▶ **Extrait du document**:
· · · ·

Hugo Chavez reprend sa croisade pour fermer les medias indépendants
par Daniel Duquenal
jeudi 28 janvier 2010
Ce texte est traduit d’un article publie Mardi 26 Janvier sur le site web du magazine anglais Index on Censorship, publication trimestrielle étudiant la censure dans le monde entier. L’auteur le traduit pour Agoravox, revenant ainsi après deux ans d’absence pour recommencer à décrire la dérive autoritaire et les échecs du régime de Hugo Chavez.
Samedi dernier (23 Janvier) à minuit précisément l’administration Chavez a ordonné aux compagnies de télévision par câble et la télévision satellite Direct TV de sortir RCTV (et plusieurs autres stations) de leurs grilles. Les entreprises n’avaient guère le choix que de s’y plier. La motivation a été un nouveau règlement annoncé le Décembre 22, pour essentiellement d’élargir le mandat de l’infâme « Ley Resorte" - une loi qui désigne quoi et comment les réseaux de télévision terrestre peuvent diffuser sur les ondes - pour couvrir ce qui est diffusé sur les réseaux câblés. L’excuse pour le blocage est que RCTV n’a pas transmis un cadena surprise (*) le samedi. La vraie raison est le succès de RCTV sur le câble.
Après qu’elle fut d’abord interdite d’accès aux ondes en 2007, la chaine RCTV se redéfinit comme RCTV Internacional, sur le câble uniquement. Depuis lors, elle a eu un succès inattendu, contribuant à l’essor récent de la télévision par câble. En moins de trois ans, la pénétration du câble a progressé d’environ 22 pour cent à 37 pour cent. Et ceci sans compter les connexions illégales qui, dans un pays devenu presque sans foi ni loi, pourrait bien amener le total des foyers vénézuéliens connectés à un fournisseur de TV câblée au-dessus de 50 pour cent. RCTV a atteint parfois presque un 20 pour cent à la part d’audience (share) !

· · · ·

▶ **Données extraites**:
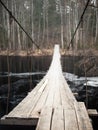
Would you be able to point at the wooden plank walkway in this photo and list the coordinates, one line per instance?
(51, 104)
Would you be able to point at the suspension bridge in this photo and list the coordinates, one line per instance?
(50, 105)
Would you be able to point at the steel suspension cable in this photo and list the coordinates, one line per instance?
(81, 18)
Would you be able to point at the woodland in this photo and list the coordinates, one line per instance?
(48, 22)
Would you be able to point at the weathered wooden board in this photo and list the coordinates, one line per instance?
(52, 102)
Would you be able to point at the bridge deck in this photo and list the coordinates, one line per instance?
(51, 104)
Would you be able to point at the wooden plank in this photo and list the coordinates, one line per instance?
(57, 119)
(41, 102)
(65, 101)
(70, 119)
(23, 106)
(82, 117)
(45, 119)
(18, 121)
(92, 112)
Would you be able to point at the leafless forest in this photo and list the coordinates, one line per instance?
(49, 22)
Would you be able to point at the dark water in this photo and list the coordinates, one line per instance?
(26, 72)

· · · ·

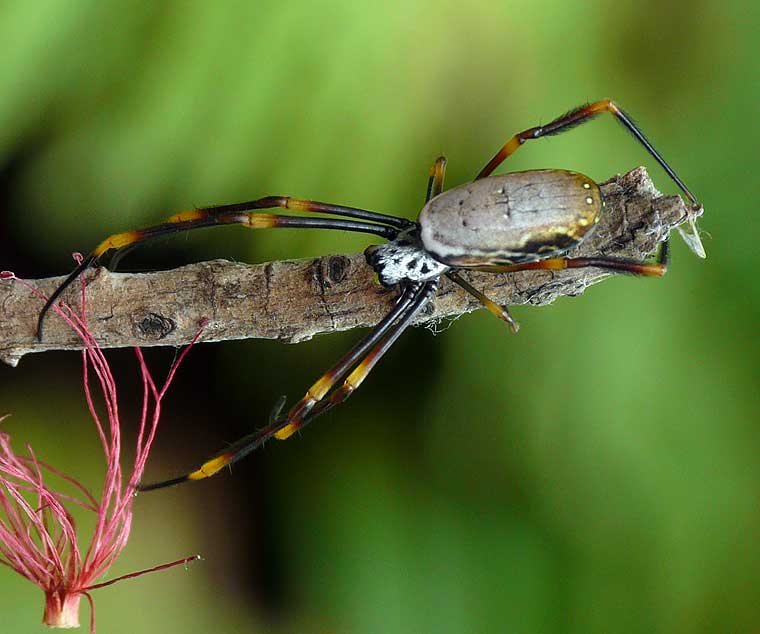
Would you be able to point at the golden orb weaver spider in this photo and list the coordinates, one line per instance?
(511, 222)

· · · ·

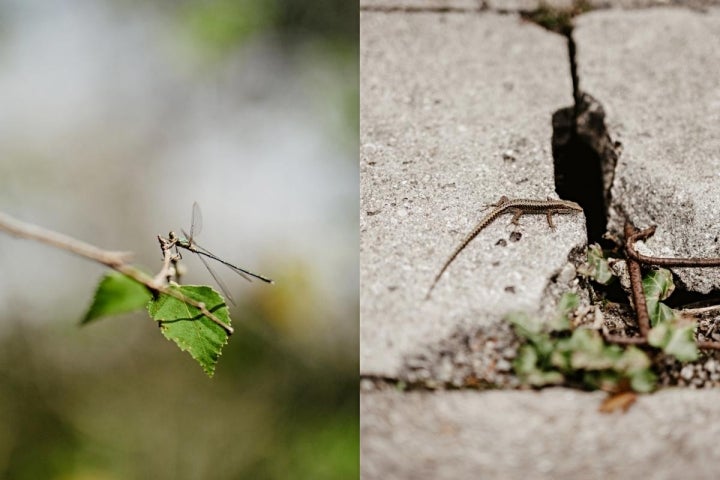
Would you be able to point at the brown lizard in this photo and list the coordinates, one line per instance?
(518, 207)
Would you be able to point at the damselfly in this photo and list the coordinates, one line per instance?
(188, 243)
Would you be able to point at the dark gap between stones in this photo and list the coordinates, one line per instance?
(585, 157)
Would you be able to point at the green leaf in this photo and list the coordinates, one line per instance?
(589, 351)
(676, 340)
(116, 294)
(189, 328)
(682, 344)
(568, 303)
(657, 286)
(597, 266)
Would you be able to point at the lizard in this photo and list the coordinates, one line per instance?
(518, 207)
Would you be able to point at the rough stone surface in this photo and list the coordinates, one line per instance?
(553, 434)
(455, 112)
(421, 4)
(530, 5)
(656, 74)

· · · ·

▶ **Consignes de travail**:
1. Selon l'article sur RCTV, entre quels taux la pénétration du câble a-t-elle progressé en moins de trois ans ?
2. Traduisez en anglais cette phrase de l'article sur RCTV : « Les entreprises n’avaient guère le choix que de s’y plier. »
3. Rédigez la suite de l'article sur RCTV en partant de sa dernière phrase.
Cette liste provient d'une source distincte de l'article.

▶ **Résultats**:
1. Elle est passée d'environ 22 pour cent à 37 pour cent.

2. The companies had little choice but to comply.

3.
Cela a causé un problème pour Chavez et son administration. Jusqu’à maintenant la télévision par câble avait été exemptée de passer les odieuses cadenas. Cela a certainement contribué à la montée du marché de la télévision par câble dans un pays relativement pauvre, où les abonnements les moins chers peuvent représenter jusqu’à 10 pour cent du salaire minimum selon la région. L’approche gramscienne à contrôler l’information que le chavismo embrasse ne peut pas tolérer les moyens d’échapper au message officiel, d’autant plus lorsque l’émission phare de RCTV est l’émission matinale de Miguel Angel Rodriguez, régulièrement exécré dans les médias pro-Chavez pour ses enquêtes et sa critique pointue du régime.
Pour plus d’excuses à la fermeture de RCTV que l’on pourrait avancer, la vérité est que Chavez est en difficulté. 2009 s’est terminée avec un taux d’inflation reconnue de 27 pour cent et une profonde crise dans les services d’eau et d’électricité, nécessitant un rationnement. Tout est dû à un manque de planification du gouvernement plus que n’importe quelle excuse climatologique. 2010 a démarré avec une dévaluation brutale (de 100 pour cent) qui, en dépit d’un meilleur taux de change pour les importations de nourriture déjà énormes, est susceptible de créer une hausse du taux d’inflation à 50 pour cent pour cette année. Si on ajoute la crise de la sécurité qui fait de Caracas une des capitales les plus dangereuses du monde et la récession qui a commencé au milieu de l’année dernière, on peut comprendre pourquoi Chavez est si désireux de restreindre la liberté d’information.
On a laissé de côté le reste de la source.